## WRITTEN PROBLEM A
Translate this sentence from the excerpt on recovery from the financial crisis into Spanish: "I walked to work four times this week, and was struck by the amount of construction work that is going on."
═════ EXCERPTED TEXT
I have always said that recovery from this financial crisis was always going to be slow, and I don't mean months, but years maybe 5 or 6 realistically - and that's just an indication, not a prediction. So I don't take too much regard of the 0.5% growth predicted in the UK economy, to be fair 0.5% is better than -0.5%, but equally it's not a lot to get excited about. having said that, the evidence of building work going on around us at the moment is encouraging. I walked to work four times this week, and was struck by the amount of construction work that is going on. On the other hand, I walked through some flats that had been built in the last 6 or 7 years that were intended for the upwardly mobile - however they have seemingly now become part of a large social housing project, and starting to look a little less cared for.
Savings are down, which is no great surprise seeing as there is little available in the way of return for your investment, but inflation seems to push on regardless as wages are more or less static and therefore the nett result is that we are a little worse off year on year. The way that energy prices have risen over the recession is quite unbelievable, energy companies it seems, are determined NOT to be affected by the financial crisis and continue to hold us all to ransom, squeezing every last penny out of it's 'customers' or more accurately 'victims'.
We will come out of this, but it will take time, thankfully the lower interest rates are still keeping the mortgage payments low, so I am still able to overpay my mortgage - as with most people who have a mortgage, as a nett borrower, I am happy for interest rates to be low. In the long term however, investments such as pensions are also squeezed to pitiful growth figures.
══════════
═════ DATA TO USE
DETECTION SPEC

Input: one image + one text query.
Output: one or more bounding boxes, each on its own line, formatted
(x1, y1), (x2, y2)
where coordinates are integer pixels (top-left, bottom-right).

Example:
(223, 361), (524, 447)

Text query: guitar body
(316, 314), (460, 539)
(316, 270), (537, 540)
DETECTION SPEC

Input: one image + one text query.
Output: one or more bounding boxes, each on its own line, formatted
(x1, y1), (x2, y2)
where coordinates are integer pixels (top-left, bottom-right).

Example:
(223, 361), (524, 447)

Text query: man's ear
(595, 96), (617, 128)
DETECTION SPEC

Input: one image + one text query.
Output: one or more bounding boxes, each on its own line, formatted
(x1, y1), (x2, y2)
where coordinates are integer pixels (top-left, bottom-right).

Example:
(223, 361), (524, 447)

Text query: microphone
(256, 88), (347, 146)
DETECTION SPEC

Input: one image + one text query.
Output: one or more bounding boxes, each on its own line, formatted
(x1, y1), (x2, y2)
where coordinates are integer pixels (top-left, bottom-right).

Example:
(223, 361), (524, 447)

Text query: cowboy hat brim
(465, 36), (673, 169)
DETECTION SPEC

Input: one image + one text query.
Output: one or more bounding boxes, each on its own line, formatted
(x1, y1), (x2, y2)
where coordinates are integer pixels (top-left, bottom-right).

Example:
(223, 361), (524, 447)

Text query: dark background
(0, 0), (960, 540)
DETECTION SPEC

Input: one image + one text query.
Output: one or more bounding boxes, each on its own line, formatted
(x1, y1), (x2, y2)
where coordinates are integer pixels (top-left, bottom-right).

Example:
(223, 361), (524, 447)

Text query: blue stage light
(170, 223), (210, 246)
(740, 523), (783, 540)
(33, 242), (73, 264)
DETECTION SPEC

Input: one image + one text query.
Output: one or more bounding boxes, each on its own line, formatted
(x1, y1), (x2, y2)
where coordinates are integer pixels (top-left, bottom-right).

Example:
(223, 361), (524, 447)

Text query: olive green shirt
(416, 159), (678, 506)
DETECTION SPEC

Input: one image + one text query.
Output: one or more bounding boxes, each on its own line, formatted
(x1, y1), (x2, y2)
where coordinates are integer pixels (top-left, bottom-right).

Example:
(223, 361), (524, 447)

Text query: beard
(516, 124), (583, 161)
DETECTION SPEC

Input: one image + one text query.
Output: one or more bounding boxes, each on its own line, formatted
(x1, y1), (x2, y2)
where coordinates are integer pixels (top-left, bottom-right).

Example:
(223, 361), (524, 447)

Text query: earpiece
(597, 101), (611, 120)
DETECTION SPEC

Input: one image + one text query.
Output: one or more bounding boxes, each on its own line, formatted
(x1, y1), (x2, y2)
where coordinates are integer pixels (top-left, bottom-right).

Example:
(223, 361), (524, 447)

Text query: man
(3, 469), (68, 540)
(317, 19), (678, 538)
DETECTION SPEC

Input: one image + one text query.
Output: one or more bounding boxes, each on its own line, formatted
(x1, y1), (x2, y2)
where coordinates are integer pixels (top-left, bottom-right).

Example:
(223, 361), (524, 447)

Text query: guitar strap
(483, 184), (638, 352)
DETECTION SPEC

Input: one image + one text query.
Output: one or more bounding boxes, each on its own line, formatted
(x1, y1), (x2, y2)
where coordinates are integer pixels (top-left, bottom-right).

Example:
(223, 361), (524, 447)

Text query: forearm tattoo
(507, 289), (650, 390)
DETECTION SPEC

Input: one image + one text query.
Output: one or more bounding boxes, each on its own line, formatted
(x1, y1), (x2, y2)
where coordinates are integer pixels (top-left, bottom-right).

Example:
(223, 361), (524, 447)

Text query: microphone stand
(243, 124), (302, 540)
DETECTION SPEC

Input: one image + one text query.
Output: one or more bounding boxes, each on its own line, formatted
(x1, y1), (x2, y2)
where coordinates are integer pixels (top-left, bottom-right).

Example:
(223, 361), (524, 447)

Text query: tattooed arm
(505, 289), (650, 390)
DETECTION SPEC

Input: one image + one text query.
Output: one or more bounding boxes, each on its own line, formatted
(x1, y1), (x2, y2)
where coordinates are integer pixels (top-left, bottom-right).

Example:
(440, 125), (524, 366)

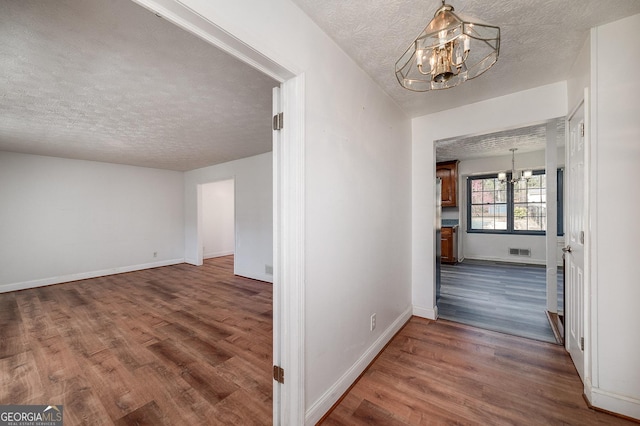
══════════
## WRITTEN PROBLEM B
Turn the rows, from their first line through the line containing "(33, 242), (73, 264)", both included, into a JSON list of strings with one string per line and blank lines left out.

## EXPECTED OUTPUT A
Esta semana fui caminando al trabajo cuatro veces y me llamó la atención la cantidad de obras de construcción que se están llevando a cabo.

## EXPECTED OUTPUT B
[
  "DETECTION SPEC",
  "Input: one image + one text query.",
  "Output: one or more bounding boxes, each on its own line, formatted",
  "(x1, y1), (x2, y2)",
  "where coordinates are integer pixels (top-left, bottom-right).",
  "Example:",
  "(223, 361), (524, 447)",
  "Text query: guitar body",
  "(316, 314), (460, 539)",
  "(316, 270), (537, 540)",
  "DETECTION SPEC",
  "Input: one image + one text query.",
  "Output: one or more bounding boxes, each on its own line, formatted",
  "(x1, y1), (x2, y2)",
  "where coordinates are integer pixels (top-left, bottom-right).",
  "Example:",
  "(223, 361), (524, 447)",
  "Text query: man's ear",
  "(595, 96), (617, 128)",
  "DETECTION SPEC",
  "Input: one image + one text query.",
  "Output: one or more bounding boxes, each on its own line, formatted",
  "(x1, y1), (x2, y2)",
  "where coordinates are integer pixels (top-left, bottom-right).",
  "Example:",
  "(223, 361), (524, 447)",
  "Text query: microphone",
  "(256, 88), (347, 146)",
  "DETECTION SPEC",
  "Input: one image + one text query.",
  "Output: one or more bounding boxes, each on its own line, formatted",
  "(x1, y1), (x2, y2)",
  "where coordinates are integer pixels (top-left, bottom-right).",
  "Example:",
  "(223, 361), (524, 447)",
  "Text query: cowboy hat brim",
  "(465, 36), (673, 169)",
  "DETECTION SPEC",
  "Input: one image + one text query.",
  "Output: one or more bounding boxes, each on its own line, formatted",
  "(x1, y1), (x2, y2)",
  "where coordinates are integer pixels (top-left, bottom-right).",
  "Example:",
  "(223, 361), (524, 447)",
  "Text query: dark background",
  "(0, 0), (960, 540)",
  "DETECTION SPEC",
  "Input: one image + one text query.",
  "Output: one or more bounding boxes, each on its own line, formatted",
  "(x1, y1), (x2, y2)",
  "where coordinates are integer pixels (top-left, bottom-right).",
  "Example:",
  "(223, 361), (524, 447)",
  "Text query: blue stage light",
  "(170, 223), (210, 246)",
  "(740, 523), (783, 540)",
  "(33, 242), (73, 264)"
]